Data supplied –

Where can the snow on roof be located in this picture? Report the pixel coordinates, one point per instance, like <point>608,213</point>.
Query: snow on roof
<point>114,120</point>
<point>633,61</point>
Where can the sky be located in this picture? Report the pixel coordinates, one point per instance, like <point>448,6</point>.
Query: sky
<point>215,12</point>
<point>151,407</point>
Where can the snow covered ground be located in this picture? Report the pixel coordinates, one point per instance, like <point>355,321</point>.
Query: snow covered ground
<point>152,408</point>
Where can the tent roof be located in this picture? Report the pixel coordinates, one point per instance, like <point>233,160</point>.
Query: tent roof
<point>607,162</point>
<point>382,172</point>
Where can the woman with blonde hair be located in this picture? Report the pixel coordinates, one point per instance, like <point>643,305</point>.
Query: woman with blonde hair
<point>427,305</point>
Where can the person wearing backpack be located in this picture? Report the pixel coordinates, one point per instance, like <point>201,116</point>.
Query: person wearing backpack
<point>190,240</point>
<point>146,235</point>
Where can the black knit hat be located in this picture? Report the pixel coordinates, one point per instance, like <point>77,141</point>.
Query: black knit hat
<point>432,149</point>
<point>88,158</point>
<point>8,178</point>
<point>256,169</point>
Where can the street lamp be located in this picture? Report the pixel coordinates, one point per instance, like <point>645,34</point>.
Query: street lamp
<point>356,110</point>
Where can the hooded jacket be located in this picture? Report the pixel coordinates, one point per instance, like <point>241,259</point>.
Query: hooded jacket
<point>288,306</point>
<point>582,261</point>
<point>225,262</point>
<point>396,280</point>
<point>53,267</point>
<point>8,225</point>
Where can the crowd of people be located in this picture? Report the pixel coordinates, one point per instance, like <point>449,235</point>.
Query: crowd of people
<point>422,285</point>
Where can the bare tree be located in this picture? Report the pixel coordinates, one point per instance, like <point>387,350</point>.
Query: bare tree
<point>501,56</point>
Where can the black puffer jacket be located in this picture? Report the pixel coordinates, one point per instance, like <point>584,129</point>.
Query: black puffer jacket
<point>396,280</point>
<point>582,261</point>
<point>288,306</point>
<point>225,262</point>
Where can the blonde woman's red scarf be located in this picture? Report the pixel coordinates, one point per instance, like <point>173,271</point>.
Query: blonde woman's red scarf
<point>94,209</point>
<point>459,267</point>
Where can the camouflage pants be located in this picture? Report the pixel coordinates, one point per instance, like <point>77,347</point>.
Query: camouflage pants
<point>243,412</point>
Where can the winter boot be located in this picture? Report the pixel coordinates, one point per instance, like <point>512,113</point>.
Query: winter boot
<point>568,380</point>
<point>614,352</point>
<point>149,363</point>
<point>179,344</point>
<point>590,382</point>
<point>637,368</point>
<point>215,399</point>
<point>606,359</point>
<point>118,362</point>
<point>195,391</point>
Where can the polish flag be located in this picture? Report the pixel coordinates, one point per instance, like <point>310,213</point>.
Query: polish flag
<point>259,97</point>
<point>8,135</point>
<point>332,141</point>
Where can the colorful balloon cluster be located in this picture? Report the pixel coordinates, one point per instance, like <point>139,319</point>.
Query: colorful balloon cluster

Your assignment –
Wherever the word "cluster" appears in the data, return the whole line.

Response below –
Where can the colorful balloon cluster be located in this picture? Report the pixel coordinates, one point per instance, like <point>139,319</point>.
Query: colorful balloon cluster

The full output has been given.